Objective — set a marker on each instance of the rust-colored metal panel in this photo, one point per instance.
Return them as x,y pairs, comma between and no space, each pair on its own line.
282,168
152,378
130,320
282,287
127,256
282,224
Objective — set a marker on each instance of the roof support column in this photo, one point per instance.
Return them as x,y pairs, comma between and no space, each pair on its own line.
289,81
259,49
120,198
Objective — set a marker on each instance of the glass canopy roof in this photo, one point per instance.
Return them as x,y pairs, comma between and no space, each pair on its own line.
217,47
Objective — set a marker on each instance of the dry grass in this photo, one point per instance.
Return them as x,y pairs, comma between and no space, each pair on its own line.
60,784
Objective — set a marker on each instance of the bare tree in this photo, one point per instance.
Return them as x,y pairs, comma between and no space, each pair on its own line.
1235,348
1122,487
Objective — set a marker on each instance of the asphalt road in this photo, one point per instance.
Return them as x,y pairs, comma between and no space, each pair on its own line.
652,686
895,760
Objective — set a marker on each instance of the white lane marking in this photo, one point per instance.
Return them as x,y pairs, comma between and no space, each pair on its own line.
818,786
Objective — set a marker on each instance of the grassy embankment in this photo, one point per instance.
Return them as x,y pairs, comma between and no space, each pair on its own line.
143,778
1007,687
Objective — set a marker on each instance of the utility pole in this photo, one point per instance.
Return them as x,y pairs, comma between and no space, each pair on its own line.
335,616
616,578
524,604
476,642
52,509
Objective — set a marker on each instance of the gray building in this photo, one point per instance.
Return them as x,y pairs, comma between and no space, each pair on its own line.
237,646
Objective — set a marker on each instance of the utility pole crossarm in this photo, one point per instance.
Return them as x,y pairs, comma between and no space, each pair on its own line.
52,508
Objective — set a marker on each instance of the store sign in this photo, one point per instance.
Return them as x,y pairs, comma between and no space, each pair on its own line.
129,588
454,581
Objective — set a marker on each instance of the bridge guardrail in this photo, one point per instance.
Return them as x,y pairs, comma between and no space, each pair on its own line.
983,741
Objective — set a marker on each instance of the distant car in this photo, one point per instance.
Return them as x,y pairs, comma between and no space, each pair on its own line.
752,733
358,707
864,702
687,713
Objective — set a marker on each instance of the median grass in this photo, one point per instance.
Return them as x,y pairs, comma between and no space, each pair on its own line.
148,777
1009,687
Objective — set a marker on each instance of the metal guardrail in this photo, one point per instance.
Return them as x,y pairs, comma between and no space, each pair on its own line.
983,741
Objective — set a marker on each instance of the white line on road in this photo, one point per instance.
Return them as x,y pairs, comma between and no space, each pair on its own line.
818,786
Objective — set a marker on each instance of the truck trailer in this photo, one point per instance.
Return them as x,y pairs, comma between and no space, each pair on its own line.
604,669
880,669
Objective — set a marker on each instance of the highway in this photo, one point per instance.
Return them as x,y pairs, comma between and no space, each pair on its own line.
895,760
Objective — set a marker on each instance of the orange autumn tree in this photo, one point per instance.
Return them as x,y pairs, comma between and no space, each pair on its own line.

*****

▶ _Directive_: Exactly reproduce every record.

▶ _Output of the exercise_:
Objective — set a marker on each instance of the rust-colored metal panel in this photo, one point per instance.
Return them as x,y pairs, comma between and no space, each pair on its own line.
282,168
152,378
130,320
282,287
127,256
282,224
Objective — set a marker on each instance of the roof support column in this photo, one point per instance.
Return them as x,y pairs, comma between and no space, each pair on its own line.
289,81
259,49
120,198
Objective — set a marker on each instance of the glass canopy roof in this photo, one point per instance.
Return them as x,y pairs, comma between and no space, each pair on its own line.
217,47
Objective — set a marker on each instance of the dry grass in this photo, one point per instance.
Return them as x,y pairs, comma between and no space, each pair on its own line.
60,784
Objective — set a marker on each instance of the bare tree in this photo, one point per instance.
Return them as x,y pairs, comma between and no space, each pair on its own line.
1235,348
1122,487
Objective — set a marker on each instance of the asphalt road in this photo, one point per instance.
Return them as x,y pairs, comma between and no space, each pair on its own line.
652,686
895,760
Objective — set a marker on each instance of the white lane marking in this photo, one point per instance.
Return them as x,y pairs, comma between and no space, each pair on its own line.
818,786
Objective — set a marker on each instance of the grassy embankment in this photo, one point per instance.
Return them as x,y pairs, comma between and no space, each pair on its own line.
143,778
1007,687
Objective — set a marker on each instance of the utility pole in this photo, one point per instance.
Return them as x,y pairs, comma between and no space, each pair on its own line.
335,616
616,578
524,604
476,642
52,509
Objective — set a marker on each instance of the gray building in this photo, one point per instance.
Return them as x,y pairs, comma between and no space, each pair on its own line.
237,646
Objective — set a marker on each instance of the utility pole crossarm in this photo, one point per instance.
Return them as x,y pairs, comma between and no space, each pair on its own line.
52,508
Objective — set a marker on each instance of the store sign in this photo, one point per instance.
Return them as x,y pairs, comma between and no space, each pair on its own line.
129,588
454,581
Objective — set a marker on each instance of the bridge guardrail in this photo, one point per instance.
Return them as x,y pairs, comma between and no space, each pair on its own line.
983,741
Objective — set a marker on each instance of the distant car in this photo, one point per instance.
Return them as x,y pairs, comma between and no space, each pair on its own line.
752,733
358,707
864,702
687,713
Objective — set a marker on each instance of the median grass in this photo, one point per instance.
Return them as x,y pairs, comma between and no space, each pair on its own line.
148,777
1009,687
Objective — set a marker on each instance of the metal guardrail in this photo, one point per instance.
Return them as x,y pairs, comma between and no space, each pair on its own line.
983,741
Objective — set a marker on each instance of the white line on road in this photo, one point per instance.
Return them as x,y pairs, comma between and no space, each pair on its own line.
818,786
Objective — set a marker on each instance of the truck trailer in this photo, one point per instance.
Return them as x,y pairs, comma between and no space, each pair on its own line.
604,669
880,669
Objective — set a marker on each instance of the highway in this photo, one point per instance.
Return them as x,y pairs, comma between and no space, each pair on its own line.
895,760
Objective — set a marker on each instance of the orange autumn tree in this photo, one point per instance.
Return them as x,y pairs, comma between and no space, each pair on its own line.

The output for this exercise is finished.